Given task A ::
In the Glacier trail essay, rewrite the paragraph beginning "Yesterday morning I woke up at 430" as a short bulleted list that keeps its main facts.
Given task B ::
According to the Glacier trail essay, why is Mineral Creek no longer a trail by most human definitions? Answer in one to three sentences.
Given task C ::
Pick up the Glacier trail essay after its final sentence and keep writing.

Page ::
** Start **

The Variegated Nature of Trails

Autumn in Glacier has been this year particularly fine and delicious.

Yesterday morning I woke up at 430.  Not a common occurrence, especially as I’m still in a post-Classic torpor of only wanting to go fishing and beer drinking (fishing season is about over, so I need to get back in shape).  The plan was to leave the house by five (did it), get to Avalanche by 6 (a bit late, donut stop), so we could bike to Packers Roost by 7.  That stretch of the Sun Road is currently closed between 7 and 5 so construction trucks can blast up and down without slowing for bikers (laaame!).  We made it, and started hiking in the pre-dawn, with an eerie cloud ceiling a few hundred feet above.

We was myself, not M (who was going to go but refused to get out of bed), and Jake of Hike 734.  Jake’s a week, three trips, and about 50 miles away from hiking all the officially recognized trails in the park in one year, a fine achievement.  As it turns out, quantifying “officially recognized” is not the simplest thing, and the research Jake did to arrive at the list he did is quite interesting.  Mineral Creek used to have a pack trail running up through its head to Fifty Mountain, but construction of more scenic trails and decline in guided horse packing trips saw it fall into disuse, such that today it’s not a trail by most human definitions.

** End **

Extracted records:
** Start **

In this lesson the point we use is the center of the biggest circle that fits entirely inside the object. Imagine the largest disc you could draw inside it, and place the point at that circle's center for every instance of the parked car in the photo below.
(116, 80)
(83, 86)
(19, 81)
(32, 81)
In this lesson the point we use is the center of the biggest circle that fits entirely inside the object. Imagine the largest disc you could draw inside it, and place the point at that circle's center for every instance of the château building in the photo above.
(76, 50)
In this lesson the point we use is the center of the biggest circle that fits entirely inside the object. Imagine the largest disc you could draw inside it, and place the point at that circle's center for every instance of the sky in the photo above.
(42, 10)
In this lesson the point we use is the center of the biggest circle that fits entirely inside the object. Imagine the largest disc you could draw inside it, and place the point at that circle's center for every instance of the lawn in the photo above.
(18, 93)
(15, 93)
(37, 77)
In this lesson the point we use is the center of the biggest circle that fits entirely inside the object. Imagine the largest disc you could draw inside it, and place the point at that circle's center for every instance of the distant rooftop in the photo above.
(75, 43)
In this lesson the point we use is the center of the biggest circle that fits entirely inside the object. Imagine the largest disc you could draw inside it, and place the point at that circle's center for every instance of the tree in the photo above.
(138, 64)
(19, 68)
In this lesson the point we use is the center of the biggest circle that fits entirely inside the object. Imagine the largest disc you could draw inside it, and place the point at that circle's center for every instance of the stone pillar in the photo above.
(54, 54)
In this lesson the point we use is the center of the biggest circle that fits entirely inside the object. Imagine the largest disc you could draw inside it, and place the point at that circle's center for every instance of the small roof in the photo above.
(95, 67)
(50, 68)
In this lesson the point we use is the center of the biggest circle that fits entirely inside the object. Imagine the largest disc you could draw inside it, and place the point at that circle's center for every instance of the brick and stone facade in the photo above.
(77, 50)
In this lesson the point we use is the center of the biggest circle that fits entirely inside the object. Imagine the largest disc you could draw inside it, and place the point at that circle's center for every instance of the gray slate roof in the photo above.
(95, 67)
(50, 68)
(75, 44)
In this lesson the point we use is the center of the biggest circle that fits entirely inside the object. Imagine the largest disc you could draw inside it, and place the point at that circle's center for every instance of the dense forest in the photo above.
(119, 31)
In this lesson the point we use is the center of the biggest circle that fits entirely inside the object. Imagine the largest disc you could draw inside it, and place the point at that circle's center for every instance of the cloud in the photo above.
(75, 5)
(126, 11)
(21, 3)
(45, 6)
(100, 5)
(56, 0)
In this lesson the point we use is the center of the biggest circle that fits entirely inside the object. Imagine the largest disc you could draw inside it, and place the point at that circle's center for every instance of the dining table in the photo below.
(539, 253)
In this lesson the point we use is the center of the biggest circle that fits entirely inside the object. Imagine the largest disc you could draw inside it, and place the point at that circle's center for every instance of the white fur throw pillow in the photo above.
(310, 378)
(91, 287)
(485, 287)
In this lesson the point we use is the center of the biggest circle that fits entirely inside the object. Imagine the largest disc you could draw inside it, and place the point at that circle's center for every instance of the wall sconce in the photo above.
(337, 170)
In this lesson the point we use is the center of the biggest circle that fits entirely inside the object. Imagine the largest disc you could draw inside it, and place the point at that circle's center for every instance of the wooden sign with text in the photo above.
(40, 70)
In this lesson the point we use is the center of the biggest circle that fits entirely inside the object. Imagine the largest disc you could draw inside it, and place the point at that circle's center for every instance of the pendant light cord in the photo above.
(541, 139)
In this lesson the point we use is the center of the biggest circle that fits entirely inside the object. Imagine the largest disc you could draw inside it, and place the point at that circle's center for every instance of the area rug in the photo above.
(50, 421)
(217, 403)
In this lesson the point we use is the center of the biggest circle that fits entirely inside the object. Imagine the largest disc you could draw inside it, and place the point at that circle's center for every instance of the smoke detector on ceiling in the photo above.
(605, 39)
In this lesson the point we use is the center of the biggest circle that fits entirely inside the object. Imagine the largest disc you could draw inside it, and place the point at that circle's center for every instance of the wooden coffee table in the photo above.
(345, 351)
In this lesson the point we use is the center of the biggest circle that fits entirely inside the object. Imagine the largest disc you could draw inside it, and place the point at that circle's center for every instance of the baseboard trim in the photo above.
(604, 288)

** End **

Task result A ::
- The writer woke at 4:30, which is unusual during a post-Classic stretch of wanting only to fish and drink beer. Fishing season is nearly over, so it is time to get back in shape.
- The plan was to leave the house by five (done), reach Avalanche by six (a little late because of a donut stop) and bike to Packers Roost by seven.
- That stretch of the Sun Road is closed between 7 and 5 so construction trucks can travel it without slowing for bikers.
- They made it on time and started hiking before dawn under an eerie cloud ceiling a few hundred feet above.

Task result B ::
A pack trail once ran up Mineral Creek to Fifty Mountain. It fell into disuse after more scenic trails were built and guided horse packing trips declined.

Task result C ::
Jake on the Mineral Creek trail.  Yes, we were quite certain this was the actual, official trail.

This was a bit of an odd blind date.  Not only had Jake and I never met before, nor communicated directly, our only previous acquaintance was from me calling him out online several months ago.  M had met and hiked with him since, and while I felt a bit sheepish for my lack of couth, I was confident that anyone who tackled such a project with the dedication Jake’s shown would be good company.

And so it proved to be.  We got an assist from some USGS guys who were, by bizarre coincidence, headed our direction to do invertebrate surveys, but for the most part Jake and I were left to our own devices to find our way upstream.  It was a classic piece of route finding.  In places profligate use by elk combined with old sawn logs and occasional markers on trees to make the route fairly plain.  In others floods, fires, and time required serious sleuthing to make coherent headway.  On the whole we did  well, but not without several major lapses in vision on the way out which had us using much more time and energy than was necessary.  I blame short sleep and a weak breakfast for me not being on my game in that respect.

Glacier geology never disappoints.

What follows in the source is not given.